WORK ITEM: Each line from the one that contains "of the woman's" to the last line of the records below must be restated word for word.

━━━ RECORDS FOR THE TASK ━━━

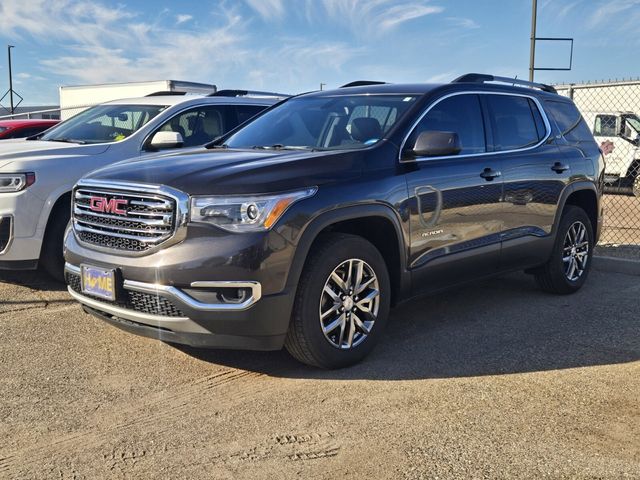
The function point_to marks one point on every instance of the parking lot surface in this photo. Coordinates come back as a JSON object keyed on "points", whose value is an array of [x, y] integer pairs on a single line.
{"points": [[493, 380]]}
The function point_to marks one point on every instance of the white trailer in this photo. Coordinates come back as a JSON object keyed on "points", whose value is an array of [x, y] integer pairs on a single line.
{"points": [[76, 98]]}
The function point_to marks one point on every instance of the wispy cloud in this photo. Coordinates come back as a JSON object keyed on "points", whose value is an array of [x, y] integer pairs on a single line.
{"points": [[358, 15], [100, 43], [607, 12], [268, 9], [183, 17], [398, 14], [463, 23]]}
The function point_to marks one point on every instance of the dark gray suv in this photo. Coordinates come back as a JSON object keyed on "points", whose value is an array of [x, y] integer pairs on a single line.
{"points": [[303, 227]]}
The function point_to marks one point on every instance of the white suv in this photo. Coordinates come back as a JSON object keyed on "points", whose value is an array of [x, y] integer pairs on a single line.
{"points": [[37, 174], [622, 129]]}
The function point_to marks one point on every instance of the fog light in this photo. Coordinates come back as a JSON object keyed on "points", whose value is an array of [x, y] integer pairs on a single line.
{"points": [[5, 233]]}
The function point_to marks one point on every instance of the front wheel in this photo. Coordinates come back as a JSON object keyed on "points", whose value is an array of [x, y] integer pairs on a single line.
{"points": [[569, 265], [342, 303]]}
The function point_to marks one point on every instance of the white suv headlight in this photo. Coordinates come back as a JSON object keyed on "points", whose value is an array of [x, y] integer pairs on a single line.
{"points": [[14, 182], [245, 213]]}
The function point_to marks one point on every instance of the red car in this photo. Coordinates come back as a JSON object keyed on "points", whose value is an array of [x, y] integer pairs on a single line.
{"points": [[23, 128]]}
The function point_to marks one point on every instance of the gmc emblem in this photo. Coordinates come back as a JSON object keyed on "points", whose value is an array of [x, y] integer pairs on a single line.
{"points": [[104, 205]]}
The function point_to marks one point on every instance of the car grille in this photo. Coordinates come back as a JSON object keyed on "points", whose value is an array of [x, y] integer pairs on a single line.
{"points": [[138, 301], [123, 220]]}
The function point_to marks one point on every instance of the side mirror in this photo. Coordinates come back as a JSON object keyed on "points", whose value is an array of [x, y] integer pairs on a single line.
{"points": [[436, 144], [163, 140]]}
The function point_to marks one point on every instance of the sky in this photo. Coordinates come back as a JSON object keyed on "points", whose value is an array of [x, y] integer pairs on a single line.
{"points": [[293, 46]]}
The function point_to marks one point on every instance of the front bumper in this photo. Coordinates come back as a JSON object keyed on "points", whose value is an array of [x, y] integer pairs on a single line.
{"points": [[193, 315], [24, 211]]}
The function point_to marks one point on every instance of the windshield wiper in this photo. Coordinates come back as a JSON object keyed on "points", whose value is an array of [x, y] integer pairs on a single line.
{"points": [[67, 140], [279, 146]]}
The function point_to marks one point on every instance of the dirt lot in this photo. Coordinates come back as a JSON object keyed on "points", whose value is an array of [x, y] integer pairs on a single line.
{"points": [[496, 380]]}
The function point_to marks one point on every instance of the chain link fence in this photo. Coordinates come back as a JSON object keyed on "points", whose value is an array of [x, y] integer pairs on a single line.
{"points": [[612, 111]]}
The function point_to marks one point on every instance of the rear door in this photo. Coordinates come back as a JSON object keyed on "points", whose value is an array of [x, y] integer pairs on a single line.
{"points": [[536, 172], [455, 201]]}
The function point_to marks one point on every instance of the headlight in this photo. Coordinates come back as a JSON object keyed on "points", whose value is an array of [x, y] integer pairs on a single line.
{"points": [[14, 182], [245, 213]]}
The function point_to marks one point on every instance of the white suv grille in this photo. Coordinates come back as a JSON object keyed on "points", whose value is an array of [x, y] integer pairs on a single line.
{"points": [[123, 220]]}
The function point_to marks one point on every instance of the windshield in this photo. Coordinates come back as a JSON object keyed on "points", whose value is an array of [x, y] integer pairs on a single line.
{"points": [[103, 123], [324, 123]]}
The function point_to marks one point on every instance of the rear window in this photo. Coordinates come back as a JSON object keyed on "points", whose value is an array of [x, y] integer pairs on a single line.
{"points": [[516, 121], [569, 121]]}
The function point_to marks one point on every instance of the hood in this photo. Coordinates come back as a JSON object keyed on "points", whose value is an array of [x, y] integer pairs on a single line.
{"points": [[203, 172], [26, 150]]}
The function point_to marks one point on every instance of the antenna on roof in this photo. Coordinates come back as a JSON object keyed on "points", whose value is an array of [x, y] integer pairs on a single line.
{"points": [[482, 78]]}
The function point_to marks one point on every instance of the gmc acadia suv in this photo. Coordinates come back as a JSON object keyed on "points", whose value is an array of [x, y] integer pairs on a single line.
{"points": [[304, 226]]}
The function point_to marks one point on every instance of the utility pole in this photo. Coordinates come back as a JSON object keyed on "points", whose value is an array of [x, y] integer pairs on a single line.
{"points": [[9, 47], [532, 55]]}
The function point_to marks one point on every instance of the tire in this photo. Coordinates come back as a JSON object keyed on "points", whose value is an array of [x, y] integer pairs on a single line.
{"points": [[317, 290], [557, 276], [51, 257]]}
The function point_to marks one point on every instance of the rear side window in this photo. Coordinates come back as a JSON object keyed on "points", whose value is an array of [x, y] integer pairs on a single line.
{"points": [[605, 126], [516, 121], [460, 114], [569, 121]]}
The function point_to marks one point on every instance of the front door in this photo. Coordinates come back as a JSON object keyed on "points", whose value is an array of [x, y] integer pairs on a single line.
{"points": [[455, 209]]}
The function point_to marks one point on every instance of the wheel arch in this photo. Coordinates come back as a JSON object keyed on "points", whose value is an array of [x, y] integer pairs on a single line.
{"points": [[584, 195], [63, 202], [377, 223]]}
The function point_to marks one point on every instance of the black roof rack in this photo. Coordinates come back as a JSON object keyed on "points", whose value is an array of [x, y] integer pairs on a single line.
{"points": [[165, 93], [482, 78], [244, 93], [362, 83]]}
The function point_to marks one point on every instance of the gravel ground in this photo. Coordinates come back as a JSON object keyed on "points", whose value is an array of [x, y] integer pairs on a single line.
{"points": [[494, 380]]}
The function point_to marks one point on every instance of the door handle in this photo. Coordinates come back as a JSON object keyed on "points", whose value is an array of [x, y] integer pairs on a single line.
{"points": [[489, 174], [560, 167]]}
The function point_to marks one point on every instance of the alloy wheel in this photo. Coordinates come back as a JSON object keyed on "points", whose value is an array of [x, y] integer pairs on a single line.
{"points": [[349, 304], [576, 251]]}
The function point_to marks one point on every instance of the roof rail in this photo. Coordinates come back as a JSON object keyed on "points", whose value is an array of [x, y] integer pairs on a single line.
{"points": [[482, 78], [246, 93], [362, 83], [165, 93]]}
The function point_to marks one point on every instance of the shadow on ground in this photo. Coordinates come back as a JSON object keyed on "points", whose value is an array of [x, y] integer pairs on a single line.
{"points": [[498, 327], [34, 279]]}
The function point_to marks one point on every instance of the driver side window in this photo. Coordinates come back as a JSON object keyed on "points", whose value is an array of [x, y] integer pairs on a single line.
{"points": [[460, 114], [198, 126]]}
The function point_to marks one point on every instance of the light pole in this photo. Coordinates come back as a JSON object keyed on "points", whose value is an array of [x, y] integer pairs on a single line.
{"points": [[9, 47], [532, 53]]}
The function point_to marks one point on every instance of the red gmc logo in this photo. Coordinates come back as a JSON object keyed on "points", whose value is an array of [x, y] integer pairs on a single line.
{"points": [[104, 205]]}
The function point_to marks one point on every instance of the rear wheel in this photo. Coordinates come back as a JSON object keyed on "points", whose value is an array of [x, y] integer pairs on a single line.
{"points": [[342, 303], [569, 265]]}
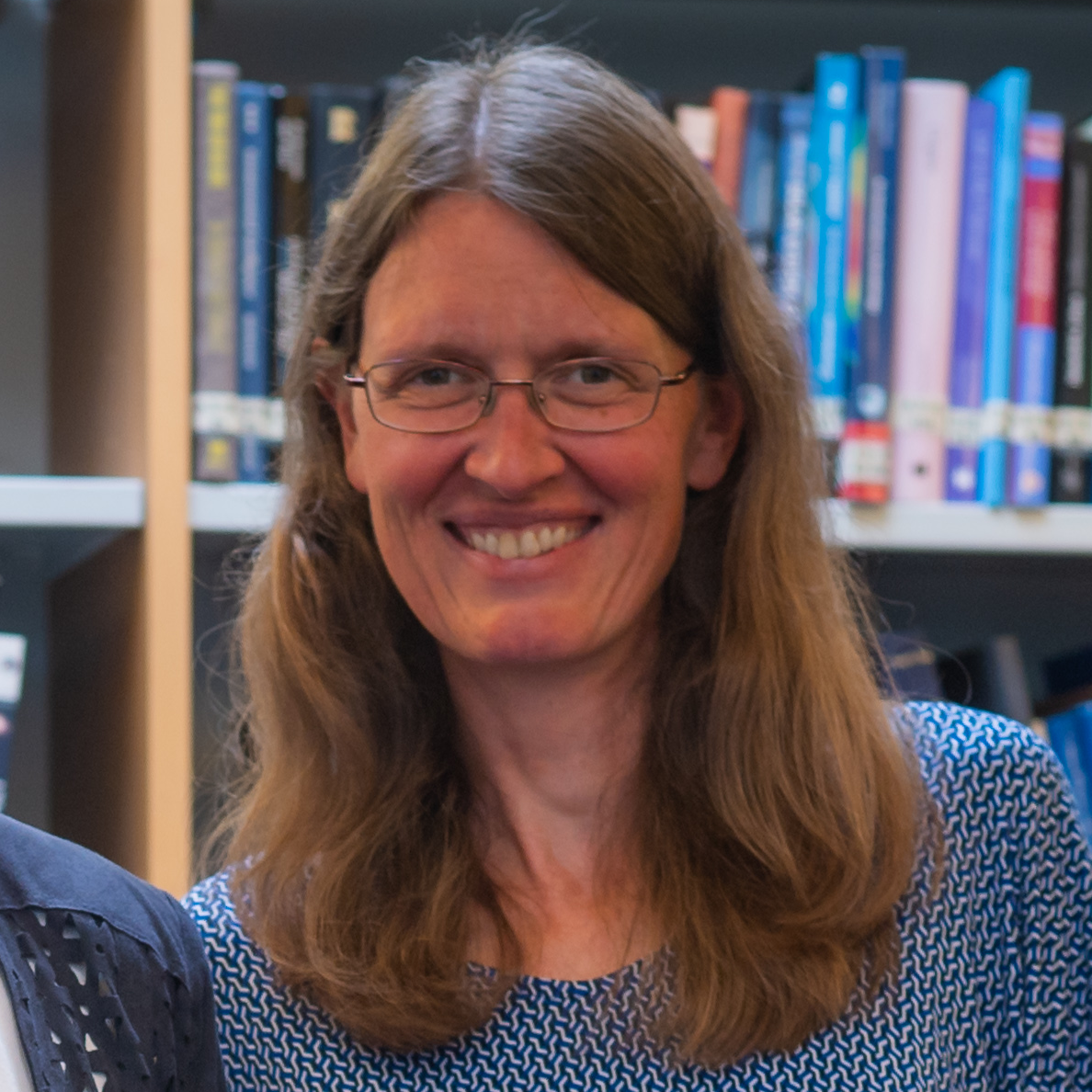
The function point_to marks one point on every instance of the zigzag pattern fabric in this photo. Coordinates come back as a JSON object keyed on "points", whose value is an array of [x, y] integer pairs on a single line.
{"points": [[995, 991]]}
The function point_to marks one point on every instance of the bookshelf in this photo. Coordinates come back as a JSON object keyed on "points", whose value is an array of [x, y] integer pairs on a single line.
{"points": [[94, 538], [110, 556]]}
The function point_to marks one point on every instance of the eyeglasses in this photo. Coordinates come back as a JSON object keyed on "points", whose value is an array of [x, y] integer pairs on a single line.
{"points": [[592, 394]]}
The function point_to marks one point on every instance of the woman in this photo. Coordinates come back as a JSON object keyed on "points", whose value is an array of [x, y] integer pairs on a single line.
{"points": [[551, 673], [103, 979]]}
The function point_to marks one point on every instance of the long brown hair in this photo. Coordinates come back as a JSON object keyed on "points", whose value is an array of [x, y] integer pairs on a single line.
{"points": [[782, 809]]}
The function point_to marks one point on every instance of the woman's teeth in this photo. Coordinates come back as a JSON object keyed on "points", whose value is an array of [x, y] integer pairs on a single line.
{"points": [[510, 544]]}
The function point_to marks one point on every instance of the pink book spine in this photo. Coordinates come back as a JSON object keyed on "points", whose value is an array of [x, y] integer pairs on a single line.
{"points": [[930, 176]]}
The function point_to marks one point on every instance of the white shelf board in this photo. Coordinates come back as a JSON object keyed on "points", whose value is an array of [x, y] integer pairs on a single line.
{"points": [[51, 523], [54, 501], [233, 506], [969, 529]]}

━━━

ANSWER SECTION:
The function point_to marks one point on every instance of the woman's teeth in this photo. Coordinates come back as a JSON object keyed on "points", whose value is an array of [x, y] integer pairs on a single line.
{"points": [[510, 544]]}
The function point_to marks one point on every instance of the pink book spine in this photo. Coordinates come back as a JSON object keyed on "points", whose value is an array of [x, y] integer pairs on a single line.
{"points": [[930, 176]]}
The function point_to marks one point on every instance of the white shelf board in this photo. Coordinates come back as a JSON object keyed on "points", whose value is an array of [x, y] integer pairs on a single line.
{"points": [[51, 523], [54, 501], [233, 506], [969, 529]]}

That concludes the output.